• Texto fornecido
Goste ou não, as marcas de influenciadores digitais vieram para ficar. Cada vez mais, esses profissionais das redes sociais têm chamado estilistas e profissionais renomados para auxiliar na construção de suas marcas de roupas, capitalizando em seu conhecimento de comunicação, habilidade com comunicação e grande número de seguidores. Faz sentido: por muito tempo, os influenciadores digitais foram conhecidos pelo seu potencial de influenciar seus seguidores a comprarem produtos de marcas diversas através de publisposts. Disso, para vender seus próprios produtos foi um passo natural. Hoje, esses influenciadores tem se tornado empreendedores e podem anunciar e promover suas marcas em seus próprios perfis, criando uma nova receita receita sem um custo adicional de marketing e com maior potencial.
A pandemia, a democratização do conteúdo e a cultura do cancelamento provocou um sentimento de esvaziamento de influenciadores digitais, a perda de relevância de alguns nomes e a distribuição das verbas de mídia de grandes empresas para mais influenciadores – com novas mídias, como o Tiktok, todo mundo parece ser um influencer e ter alguns milhões de seguidores não é mais sinônimo de ser realmente influenciador. Micro Influenciadores (aqueles com até 100 mil seguidores), de nicho, experienciaram um crescimento em verbas de marketing e visibilidade, ao passo que alguns macro influenciadores perderam parte de seu público ou poder de influência. Mas o cenário é um pouco diferente quando falamos dos ‘influempreendedores’, os influenciadores que decidiram investir em seus próprios negócios.
“Realmente algumas (influenciadoras) perderam sua relevância, mas várias entenderam o poder que elas tinham de venda. O que tenho percebido é o pensamento ‘Se eu consigo vender tão bem um determinado produto de outras marcas, por que não vender o meu produto?’ e é isso que vem acontecendo” conta André Boffano, estilista da Modem Studio e que também presta consultoria para marcas de moda de influenciadoras, entre elas a RK da influencer Rafa Kalimann.
O movimento é relativamente novo: Chiara Ferragni, uma das primeiras blogueiras de moda que se tem notícia, foi também uma das primeiras a criar sua marca própria, a Chiara Ferragni Collection, que desde que foi lançada, em 2013, já fez licenciamentos de perfumes, maquiagem e colaborações até com a Nespresso, além de sapatos, roupas e acessórios, é claro. A influenciadora norte-americana Danielle Bernstein que falava sobre suas roupas no Instagram, sobre a alcunha de We Wore What também se tornou notória com a sua marca própria, de mesmo nome (infame por uma série de acusações de plágios e cópias, denunciados com bastante frequência na conta do Diet Prada).

• Excertos de dados
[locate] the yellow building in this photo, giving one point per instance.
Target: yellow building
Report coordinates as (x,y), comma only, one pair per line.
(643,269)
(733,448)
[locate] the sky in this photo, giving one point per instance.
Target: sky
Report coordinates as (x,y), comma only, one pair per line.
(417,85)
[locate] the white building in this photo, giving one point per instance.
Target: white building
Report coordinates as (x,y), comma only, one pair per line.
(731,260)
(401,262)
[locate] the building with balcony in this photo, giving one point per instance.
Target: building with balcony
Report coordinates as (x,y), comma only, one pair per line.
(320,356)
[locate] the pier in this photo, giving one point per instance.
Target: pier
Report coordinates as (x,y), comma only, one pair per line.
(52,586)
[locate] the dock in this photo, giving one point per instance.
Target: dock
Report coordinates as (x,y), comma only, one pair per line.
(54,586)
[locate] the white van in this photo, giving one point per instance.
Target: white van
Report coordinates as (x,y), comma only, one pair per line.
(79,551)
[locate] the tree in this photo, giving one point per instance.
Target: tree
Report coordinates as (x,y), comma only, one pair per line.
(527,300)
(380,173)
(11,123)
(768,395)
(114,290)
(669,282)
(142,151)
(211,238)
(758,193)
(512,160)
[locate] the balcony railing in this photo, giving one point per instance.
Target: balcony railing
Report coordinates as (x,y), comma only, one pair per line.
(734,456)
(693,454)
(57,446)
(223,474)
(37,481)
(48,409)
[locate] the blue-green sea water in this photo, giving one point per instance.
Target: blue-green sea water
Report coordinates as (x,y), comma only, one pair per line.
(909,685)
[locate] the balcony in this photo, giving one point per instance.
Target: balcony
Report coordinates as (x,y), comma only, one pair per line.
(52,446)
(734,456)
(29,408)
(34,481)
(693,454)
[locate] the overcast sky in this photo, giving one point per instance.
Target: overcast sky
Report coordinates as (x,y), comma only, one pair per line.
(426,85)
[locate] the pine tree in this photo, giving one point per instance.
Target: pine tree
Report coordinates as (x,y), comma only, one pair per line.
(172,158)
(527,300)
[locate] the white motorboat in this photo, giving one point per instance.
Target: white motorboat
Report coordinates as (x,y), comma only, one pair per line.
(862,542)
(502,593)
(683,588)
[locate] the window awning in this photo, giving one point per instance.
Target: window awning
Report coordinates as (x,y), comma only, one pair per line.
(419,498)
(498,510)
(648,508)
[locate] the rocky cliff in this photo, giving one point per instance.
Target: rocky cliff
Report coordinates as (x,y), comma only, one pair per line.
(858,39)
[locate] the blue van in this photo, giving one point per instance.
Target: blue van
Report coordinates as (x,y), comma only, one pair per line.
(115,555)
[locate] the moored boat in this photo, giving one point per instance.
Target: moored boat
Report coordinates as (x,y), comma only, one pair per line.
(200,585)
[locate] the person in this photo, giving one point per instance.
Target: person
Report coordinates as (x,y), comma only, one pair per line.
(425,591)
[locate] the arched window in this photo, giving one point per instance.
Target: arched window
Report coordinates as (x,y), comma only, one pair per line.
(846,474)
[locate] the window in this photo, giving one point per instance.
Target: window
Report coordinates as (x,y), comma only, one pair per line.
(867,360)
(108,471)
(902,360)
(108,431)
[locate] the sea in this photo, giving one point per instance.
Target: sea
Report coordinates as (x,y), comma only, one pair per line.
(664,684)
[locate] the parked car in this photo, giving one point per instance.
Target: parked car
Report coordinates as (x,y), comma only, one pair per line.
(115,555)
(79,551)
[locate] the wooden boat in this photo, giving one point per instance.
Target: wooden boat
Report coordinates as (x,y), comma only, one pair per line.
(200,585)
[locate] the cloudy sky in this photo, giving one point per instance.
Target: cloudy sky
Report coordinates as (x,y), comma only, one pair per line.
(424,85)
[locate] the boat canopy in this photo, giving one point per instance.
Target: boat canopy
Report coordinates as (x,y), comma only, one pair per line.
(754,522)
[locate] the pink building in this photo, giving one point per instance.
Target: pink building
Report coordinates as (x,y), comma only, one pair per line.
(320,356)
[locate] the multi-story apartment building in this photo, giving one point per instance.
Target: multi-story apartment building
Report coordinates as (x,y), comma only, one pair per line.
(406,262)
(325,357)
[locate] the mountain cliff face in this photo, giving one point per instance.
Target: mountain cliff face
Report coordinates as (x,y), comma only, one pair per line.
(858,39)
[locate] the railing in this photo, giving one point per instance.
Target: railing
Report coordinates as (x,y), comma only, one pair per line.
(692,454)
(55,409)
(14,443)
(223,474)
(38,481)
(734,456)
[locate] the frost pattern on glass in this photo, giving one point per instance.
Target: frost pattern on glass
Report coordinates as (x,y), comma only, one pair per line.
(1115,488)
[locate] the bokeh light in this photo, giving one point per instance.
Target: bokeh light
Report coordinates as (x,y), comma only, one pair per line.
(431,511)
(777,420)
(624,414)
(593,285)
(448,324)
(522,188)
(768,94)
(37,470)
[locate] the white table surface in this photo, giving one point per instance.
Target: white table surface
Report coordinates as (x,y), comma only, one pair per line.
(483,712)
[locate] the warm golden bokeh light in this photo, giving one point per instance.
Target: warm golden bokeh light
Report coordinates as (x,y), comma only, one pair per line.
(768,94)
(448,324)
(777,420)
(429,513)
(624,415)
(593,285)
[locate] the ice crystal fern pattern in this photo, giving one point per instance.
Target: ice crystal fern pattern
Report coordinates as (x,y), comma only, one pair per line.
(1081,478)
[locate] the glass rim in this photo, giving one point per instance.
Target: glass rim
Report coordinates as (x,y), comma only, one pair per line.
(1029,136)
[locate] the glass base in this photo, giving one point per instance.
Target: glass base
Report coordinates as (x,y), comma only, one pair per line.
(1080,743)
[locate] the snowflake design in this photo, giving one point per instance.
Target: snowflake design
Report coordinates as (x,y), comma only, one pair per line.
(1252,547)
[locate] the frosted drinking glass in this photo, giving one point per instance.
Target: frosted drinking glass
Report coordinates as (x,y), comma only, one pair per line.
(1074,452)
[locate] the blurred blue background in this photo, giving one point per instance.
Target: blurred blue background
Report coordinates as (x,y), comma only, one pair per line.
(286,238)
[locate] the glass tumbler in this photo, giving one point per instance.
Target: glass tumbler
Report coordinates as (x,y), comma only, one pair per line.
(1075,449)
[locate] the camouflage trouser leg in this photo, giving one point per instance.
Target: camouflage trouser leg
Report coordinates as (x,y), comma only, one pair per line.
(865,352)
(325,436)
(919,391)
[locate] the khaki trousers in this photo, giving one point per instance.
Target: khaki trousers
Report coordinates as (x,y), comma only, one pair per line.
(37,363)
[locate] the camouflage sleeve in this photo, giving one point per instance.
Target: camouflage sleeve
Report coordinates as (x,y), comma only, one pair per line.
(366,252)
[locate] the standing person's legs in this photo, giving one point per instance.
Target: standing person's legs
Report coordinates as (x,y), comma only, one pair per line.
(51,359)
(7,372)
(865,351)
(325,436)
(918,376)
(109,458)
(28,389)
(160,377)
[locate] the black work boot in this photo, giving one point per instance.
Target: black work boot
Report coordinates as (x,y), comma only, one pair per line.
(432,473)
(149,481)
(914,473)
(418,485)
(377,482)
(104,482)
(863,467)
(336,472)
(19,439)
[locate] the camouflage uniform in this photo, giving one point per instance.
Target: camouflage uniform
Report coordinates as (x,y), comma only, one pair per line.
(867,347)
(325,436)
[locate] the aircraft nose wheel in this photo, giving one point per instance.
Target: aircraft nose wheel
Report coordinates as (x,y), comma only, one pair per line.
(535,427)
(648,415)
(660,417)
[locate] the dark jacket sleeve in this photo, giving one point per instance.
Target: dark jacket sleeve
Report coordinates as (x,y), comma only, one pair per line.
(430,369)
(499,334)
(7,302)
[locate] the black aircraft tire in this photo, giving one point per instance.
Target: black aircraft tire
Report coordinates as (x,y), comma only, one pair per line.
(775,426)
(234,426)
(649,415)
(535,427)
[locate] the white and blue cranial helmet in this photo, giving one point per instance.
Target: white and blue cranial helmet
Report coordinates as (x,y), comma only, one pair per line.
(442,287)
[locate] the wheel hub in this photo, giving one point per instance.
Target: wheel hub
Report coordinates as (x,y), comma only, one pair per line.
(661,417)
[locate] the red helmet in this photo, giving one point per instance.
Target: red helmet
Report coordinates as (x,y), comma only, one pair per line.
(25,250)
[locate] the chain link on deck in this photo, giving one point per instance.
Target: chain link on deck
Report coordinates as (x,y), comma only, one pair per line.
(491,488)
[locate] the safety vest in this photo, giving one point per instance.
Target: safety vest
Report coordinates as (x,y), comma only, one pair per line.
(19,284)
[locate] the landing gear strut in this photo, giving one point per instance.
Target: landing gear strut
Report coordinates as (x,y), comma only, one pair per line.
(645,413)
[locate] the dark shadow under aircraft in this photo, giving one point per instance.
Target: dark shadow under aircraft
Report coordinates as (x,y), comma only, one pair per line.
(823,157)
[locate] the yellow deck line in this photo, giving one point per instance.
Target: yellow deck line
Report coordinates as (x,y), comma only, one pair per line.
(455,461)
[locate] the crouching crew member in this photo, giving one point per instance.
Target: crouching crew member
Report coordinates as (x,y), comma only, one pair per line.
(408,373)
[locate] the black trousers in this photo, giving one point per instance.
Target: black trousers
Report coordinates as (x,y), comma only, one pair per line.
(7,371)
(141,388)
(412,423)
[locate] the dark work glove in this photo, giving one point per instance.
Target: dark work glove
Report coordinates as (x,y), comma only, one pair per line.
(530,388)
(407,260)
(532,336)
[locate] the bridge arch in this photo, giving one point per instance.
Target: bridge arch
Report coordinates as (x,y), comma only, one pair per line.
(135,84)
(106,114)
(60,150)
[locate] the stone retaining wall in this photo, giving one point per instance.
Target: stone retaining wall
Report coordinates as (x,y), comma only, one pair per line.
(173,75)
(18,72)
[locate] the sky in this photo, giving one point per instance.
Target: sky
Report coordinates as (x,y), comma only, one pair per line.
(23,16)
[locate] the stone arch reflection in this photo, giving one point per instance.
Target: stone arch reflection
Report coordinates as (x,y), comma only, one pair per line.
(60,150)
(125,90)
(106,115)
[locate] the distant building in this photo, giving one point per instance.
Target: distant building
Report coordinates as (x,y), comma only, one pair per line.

• Enunciado 1
Segundo o texto sobre marcas de influenciadores, em que ano foi lançada a Chiara Ferragni Collection?
• Enunciado 2
Dê continuidade ao texto sobre marcas de influenciadores a partir do ponto em que ele termina.
As entradas não têm relação com o texto sobre marcas de influenciadores.

• Campo de resposta 1
Em 2013.

• Campo de resposta 2
NO BRASIL
No Brasil, essa moda pegou. Várias influenciadores digitais também têm ido pelo mesmo caminho, e não são poucas. Camila Coutinho, também uma das primeiras blogueiras do país e fundadora do Garotas Estúpidas, criou o Ge Beauty, marca de cuidados com o cabelo; a paulistana Helena Bordon é dona da Hela Beauty e da By Helena Bordon; Marina Ruy Barbosa com a marca Ginger, criada no início do ano passado e que tem estilo de Leandro Benites; a marca NV de Nati Vozza, que, apesar de todas as polêmicas com o nome da influenciadora, foi adquirida pelo grupo Soma por R$ 210 milhões; a Carol Bassi Brand, marca da influenciadora Anna Carolina Bassi, que acaba de fazer sua estreia na SPFW.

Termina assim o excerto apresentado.